Selection:
Why are clients (generally) so frustrating?

Because they don’t live in that environment. If a business person agrees to a crappy contract, the parties may live happily under that agreement for years; no one will notice the many errors unless the parties come to blows and, for 99 out of 100 contracts, that never happens. Who cares if the contract was no good?

No one will notice the auditors’ mistakes unless the company restates its financials or goes bankrupt. How often does that happen, anyway? Once in a lifetime? Go ahead — do approximate audits to your heart’s content!

(For that matter, as we learned in Florida in the year 2000, we’ve been doing approximate presidential elections for about 250 years now.)

If an engineer screws up designing the gadgets that protect a building against an earthquake, no one will ever know — unless there’s an earthquake. And how often does that happen, anyway? There might not be a sufficiently violent earthquake to reveal the engineer’s errors for decades; the engineer may no longer be alive, and no one will blame his heirs for the error.

So, too, with almost every endeavor known to man. Virtually no one lives in an environment where errors are immediately and publicly exposed. Maybe rocket scientists: We know when a spacecraft blows up on lift-off. And maybe a very few others.

Short task 1: Duplicate the passage from "No one will notice the auditors’" up to and including "250 years now.)".
Short task 2: Set down the lines of the entries from the line with "target: truck grille" up to and including the final line of the entries.
The passage and the entries have no connection to each other.

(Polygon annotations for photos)
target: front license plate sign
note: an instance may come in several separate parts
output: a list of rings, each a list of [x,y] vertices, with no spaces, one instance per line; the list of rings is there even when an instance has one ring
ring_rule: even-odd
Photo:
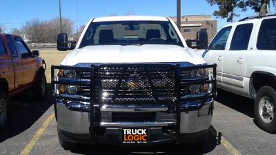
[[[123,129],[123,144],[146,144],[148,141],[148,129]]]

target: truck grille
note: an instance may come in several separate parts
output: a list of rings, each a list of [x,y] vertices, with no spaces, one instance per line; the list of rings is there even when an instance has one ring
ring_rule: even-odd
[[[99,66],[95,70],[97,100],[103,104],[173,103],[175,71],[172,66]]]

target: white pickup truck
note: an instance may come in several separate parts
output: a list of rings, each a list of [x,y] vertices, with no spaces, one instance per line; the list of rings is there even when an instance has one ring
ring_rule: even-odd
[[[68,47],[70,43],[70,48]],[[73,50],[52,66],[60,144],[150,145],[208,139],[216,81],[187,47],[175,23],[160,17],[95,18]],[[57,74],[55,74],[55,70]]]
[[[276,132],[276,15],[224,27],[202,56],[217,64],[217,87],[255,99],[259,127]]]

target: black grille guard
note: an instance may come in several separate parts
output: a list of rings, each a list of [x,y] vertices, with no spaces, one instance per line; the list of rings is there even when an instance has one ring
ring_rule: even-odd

Exercise response 1:
No one will notice the auditors’ mistakes unless the company restates its financials or goes bankrupt. How often does that happen, anyway? Once in a lifetime? Go ahead — do approximate audits to your heart’s content!

(For that matter, as we learned in Florida in the year 2000, we’ve been doing approximate presidential elections for about 250 years now.)

Exercise response 2:
target: truck grille
note: an instance may come in several separate parts
output: a list of rings, each a list of [x,y] vertices, with no spaces, one instance per line; the list of rings is there even when an instance has one ring
ring_rule: even-odd
[[[99,66],[95,70],[97,100],[103,104],[173,103],[175,71],[172,66]]]

target: white pickup truck
note: an instance may come in several separate parts
output: a list of rings, each a list of [x,y] vertices, with no spaces, one instance per line; the list of rings is there even when an instance has one ring
ring_rule: even-odd
[[[68,47],[70,43],[70,48]],[[73,50],[52,66],[60,144],[150,145],[208,139],[216,81],[187,47],[175,23],[160,17],[95,18]],[[57,74],[55,74],[55,70]]]
[[[276,132],[276,15],[224,27],[202,56],[217,64],[217,87],[255,99],[259,127]]]

target: black grille guard
note: an instance may come in several separate parts
output: a list of rings, each a list of [x,y] vertices, with no spaces, one instance per line; the list of rings is there even when an instance has one ring
ring_rule: even-odd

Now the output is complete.